Records:
* Begin *

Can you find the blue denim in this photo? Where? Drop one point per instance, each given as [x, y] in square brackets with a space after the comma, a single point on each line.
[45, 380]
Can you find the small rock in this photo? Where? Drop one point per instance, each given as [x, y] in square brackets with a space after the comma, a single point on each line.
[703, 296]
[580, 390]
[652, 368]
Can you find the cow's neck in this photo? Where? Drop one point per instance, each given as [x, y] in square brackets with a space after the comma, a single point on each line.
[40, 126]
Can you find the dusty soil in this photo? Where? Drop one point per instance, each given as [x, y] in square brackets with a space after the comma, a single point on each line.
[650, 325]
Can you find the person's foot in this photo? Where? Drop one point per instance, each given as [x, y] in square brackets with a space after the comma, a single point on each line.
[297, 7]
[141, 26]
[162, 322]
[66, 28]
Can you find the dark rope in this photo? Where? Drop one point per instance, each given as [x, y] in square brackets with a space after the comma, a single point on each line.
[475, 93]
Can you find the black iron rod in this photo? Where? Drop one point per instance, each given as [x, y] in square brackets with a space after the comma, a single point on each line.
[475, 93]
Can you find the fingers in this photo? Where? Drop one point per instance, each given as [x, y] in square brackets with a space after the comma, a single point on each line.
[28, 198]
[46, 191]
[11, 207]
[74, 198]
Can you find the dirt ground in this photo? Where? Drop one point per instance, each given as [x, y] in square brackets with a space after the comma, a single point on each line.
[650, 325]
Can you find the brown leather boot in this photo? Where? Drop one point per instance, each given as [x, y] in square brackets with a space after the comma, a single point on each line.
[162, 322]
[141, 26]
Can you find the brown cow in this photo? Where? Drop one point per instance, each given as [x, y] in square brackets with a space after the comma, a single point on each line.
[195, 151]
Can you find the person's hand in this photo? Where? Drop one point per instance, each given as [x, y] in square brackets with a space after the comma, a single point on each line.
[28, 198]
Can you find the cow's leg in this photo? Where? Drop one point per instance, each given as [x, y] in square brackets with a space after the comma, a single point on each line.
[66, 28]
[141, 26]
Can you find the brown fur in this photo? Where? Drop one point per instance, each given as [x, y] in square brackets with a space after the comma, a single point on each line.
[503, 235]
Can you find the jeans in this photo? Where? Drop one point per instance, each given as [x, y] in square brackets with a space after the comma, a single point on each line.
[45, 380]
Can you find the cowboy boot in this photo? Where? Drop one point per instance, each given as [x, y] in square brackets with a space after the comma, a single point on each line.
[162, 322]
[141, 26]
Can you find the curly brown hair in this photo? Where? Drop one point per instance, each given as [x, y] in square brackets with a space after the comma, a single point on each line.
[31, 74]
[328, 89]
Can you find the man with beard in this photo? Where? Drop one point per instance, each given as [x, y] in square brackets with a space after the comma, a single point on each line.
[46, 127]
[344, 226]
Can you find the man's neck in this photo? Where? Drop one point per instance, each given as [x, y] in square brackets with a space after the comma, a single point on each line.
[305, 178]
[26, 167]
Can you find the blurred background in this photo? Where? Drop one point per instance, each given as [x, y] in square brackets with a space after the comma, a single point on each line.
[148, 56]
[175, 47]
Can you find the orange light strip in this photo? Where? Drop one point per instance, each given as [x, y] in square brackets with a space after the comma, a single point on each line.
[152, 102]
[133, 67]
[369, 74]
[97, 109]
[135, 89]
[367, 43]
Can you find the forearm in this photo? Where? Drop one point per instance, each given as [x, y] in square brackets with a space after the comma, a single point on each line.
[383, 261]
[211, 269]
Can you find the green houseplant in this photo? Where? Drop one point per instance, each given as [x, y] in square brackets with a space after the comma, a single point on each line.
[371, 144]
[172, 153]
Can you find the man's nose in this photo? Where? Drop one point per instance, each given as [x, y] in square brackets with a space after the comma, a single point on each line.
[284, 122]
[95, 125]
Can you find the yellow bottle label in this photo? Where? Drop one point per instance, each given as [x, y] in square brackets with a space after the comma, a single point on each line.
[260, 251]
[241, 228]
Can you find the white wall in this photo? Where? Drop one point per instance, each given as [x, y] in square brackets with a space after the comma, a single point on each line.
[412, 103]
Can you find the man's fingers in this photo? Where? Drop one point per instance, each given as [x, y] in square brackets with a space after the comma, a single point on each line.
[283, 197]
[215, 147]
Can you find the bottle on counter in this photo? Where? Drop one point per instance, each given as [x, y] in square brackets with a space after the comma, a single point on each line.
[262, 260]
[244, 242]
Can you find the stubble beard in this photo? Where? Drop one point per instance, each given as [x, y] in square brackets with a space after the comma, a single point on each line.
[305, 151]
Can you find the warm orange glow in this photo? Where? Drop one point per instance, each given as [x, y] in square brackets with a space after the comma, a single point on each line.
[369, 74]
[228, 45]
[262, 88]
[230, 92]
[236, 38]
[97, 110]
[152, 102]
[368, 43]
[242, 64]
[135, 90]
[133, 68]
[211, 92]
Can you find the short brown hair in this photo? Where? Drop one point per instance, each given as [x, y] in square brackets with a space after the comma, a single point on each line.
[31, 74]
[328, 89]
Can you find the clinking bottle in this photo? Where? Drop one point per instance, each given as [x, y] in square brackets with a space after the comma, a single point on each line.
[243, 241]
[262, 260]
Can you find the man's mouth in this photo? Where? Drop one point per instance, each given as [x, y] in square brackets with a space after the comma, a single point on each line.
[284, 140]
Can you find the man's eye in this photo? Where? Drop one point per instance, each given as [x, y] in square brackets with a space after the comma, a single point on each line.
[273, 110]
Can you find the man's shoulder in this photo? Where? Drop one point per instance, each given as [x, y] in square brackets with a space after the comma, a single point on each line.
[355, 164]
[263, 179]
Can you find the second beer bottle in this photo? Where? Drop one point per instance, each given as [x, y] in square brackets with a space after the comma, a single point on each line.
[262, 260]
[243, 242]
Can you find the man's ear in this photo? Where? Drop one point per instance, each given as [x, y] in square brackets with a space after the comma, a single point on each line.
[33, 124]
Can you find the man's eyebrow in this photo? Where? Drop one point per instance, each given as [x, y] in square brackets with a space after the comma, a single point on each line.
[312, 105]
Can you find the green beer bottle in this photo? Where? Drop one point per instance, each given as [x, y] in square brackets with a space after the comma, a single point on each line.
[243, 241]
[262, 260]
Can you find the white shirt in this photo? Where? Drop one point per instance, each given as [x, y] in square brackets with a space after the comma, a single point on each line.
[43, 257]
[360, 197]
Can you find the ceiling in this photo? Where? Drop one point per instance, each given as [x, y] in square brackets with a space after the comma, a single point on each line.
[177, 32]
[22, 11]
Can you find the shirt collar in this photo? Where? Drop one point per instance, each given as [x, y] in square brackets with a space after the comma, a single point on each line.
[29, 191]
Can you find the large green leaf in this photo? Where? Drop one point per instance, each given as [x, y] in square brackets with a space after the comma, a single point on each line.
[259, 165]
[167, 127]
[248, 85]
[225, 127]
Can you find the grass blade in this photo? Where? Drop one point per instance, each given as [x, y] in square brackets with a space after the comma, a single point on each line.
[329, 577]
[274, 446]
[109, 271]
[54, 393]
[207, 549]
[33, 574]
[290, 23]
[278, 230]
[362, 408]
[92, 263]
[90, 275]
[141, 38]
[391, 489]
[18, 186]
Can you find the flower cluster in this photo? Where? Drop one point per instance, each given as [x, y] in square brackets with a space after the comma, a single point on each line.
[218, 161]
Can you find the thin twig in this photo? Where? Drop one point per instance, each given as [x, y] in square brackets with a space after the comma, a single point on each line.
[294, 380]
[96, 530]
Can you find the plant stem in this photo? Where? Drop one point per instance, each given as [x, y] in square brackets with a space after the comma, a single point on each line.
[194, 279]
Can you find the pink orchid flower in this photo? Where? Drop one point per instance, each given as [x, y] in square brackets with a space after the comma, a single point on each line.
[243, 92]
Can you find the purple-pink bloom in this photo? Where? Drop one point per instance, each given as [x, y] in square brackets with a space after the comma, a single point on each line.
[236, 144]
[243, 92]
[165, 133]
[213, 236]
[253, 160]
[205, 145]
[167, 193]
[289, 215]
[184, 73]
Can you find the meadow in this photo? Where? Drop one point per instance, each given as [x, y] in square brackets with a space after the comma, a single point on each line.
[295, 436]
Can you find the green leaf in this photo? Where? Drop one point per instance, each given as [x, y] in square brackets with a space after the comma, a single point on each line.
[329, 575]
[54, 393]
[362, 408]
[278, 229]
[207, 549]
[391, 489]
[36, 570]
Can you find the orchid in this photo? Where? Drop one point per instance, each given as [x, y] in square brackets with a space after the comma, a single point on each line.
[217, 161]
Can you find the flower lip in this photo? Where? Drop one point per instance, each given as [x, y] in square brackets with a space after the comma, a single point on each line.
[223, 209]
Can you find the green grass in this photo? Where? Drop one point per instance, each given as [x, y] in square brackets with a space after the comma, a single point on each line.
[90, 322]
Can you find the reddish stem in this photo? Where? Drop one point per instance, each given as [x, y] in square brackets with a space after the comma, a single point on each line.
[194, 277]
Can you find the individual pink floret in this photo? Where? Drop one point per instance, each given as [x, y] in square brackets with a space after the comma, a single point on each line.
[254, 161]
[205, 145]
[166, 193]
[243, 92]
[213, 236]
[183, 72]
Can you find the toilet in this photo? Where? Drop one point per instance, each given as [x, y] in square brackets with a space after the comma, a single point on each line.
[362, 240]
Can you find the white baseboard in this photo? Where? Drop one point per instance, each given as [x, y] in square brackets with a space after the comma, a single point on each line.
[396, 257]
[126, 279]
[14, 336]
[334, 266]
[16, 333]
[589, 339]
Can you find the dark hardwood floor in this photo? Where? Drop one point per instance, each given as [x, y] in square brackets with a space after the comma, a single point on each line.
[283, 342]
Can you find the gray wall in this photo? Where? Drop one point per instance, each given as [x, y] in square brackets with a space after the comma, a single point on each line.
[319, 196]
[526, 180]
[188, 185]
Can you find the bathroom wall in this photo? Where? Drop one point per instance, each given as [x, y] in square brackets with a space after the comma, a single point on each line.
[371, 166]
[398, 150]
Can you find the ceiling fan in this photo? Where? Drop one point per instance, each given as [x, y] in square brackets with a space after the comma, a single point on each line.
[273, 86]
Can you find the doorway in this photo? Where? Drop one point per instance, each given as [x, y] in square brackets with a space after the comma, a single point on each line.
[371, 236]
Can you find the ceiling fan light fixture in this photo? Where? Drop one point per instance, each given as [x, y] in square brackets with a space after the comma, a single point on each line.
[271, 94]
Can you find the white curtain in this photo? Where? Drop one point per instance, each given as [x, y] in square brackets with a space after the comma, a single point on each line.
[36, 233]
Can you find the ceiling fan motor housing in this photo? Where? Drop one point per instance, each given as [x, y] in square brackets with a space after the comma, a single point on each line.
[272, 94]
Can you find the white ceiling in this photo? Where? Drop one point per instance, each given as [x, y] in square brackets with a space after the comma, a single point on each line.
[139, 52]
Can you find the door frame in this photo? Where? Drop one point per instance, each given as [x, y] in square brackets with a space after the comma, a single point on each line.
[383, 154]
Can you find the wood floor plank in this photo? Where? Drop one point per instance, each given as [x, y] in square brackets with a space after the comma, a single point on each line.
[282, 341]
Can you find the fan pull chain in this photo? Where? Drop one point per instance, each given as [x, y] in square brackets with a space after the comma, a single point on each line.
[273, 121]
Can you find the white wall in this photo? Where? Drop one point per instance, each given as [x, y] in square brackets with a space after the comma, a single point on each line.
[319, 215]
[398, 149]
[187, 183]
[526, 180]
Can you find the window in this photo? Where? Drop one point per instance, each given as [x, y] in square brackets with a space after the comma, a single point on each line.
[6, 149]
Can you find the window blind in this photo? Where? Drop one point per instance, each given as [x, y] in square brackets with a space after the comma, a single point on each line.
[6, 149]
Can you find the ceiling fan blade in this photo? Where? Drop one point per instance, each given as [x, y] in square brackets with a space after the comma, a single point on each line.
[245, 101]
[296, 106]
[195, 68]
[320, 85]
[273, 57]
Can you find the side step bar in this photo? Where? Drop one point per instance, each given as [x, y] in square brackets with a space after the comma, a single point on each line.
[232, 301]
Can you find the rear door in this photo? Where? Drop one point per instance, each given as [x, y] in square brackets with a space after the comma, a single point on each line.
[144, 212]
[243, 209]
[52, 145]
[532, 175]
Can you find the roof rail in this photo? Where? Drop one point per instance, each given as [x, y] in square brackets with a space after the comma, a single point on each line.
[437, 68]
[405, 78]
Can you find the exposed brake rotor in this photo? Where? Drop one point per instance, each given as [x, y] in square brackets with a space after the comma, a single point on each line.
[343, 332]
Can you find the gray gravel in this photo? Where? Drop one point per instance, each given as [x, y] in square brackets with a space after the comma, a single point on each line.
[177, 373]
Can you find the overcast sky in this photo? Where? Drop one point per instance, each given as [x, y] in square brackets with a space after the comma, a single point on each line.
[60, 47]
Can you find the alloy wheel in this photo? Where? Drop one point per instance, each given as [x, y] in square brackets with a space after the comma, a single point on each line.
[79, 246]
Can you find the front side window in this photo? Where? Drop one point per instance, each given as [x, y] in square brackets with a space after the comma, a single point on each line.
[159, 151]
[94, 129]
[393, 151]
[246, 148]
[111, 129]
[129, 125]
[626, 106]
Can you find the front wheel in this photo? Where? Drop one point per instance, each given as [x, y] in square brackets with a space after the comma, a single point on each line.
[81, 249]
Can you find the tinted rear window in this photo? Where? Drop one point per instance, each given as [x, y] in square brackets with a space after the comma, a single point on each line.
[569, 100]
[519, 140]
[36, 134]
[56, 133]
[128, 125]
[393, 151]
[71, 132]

* End *

| GIVEN REQUEST |
All lines from the line containing "Can you find the side" through the end of the listing above are to be duplicated exactly; include both ends and nothing further.

| RIGHT ANSWER |
Can you find the side step bar in this photo? Where? Drop one point per instance, each given as [x, y] in square brackets with a space after the comma, a single point on each line.
[232, 301]
Can you find the rear door in this photo? Where? Drop one point per instance, each given as [x, y] in square brackets with a space after the comma, a single point on each line.
[144, 212]
[243, 209]
[52, 145]
[532, 175]
Can you find the roof rail in this photo? Where? Drop one point per instance, each given as [x, y] in square brackets with a space after the comma, a single point on each line.
[437, 68]
[405, 78]
Can you find the exposed brake rotor in this photo? Where? Drop one point per instance, each given as [x, y] in square brackets with a space after the comma, a single point on each line.
[343, 332]
Can you find the gray gravel in this photo? Where? Drop one point per instance, each given as [x, y] in square brackets with a space after the comma, a single point on each line.
[177, 373]
Can you find the overcast sky in this photo? Where? Drop one point per instance, each given as [x, y] in square brackets with a space after the comma, a single point on each line.
[60, 47]
Can you find the alloy wheel in this photo? Where? Drop one point per instance, each given as [x, y] in square brackets with a space after the comma, a single point on each line.
[79, 246]
Can you find the front side window in this photo? Where? Drop one point per instance, each given as [x, y] in square brackets with a space after the comma, a single point on each line.
[159, 151]
[94, 129]
[393, 151]
[246, 148]
[111, 129]
[129, 125]
[626, 106]
Can you find the front wheel in this photo? Where? Drop one point per instance, each given as [x, y] in square brackets with a space after the comma, a single point on each line.
[81, 249]
Can you find the tinted rear window in this photo? Where? Drop one point per instance, each given as [x, y] in square brackets with a space after the comma, a single point on each line.
[569, 100]
[519, 140]
[36, 134]
[56, 133]
[128, 125]
[393, 151]
[71, 132]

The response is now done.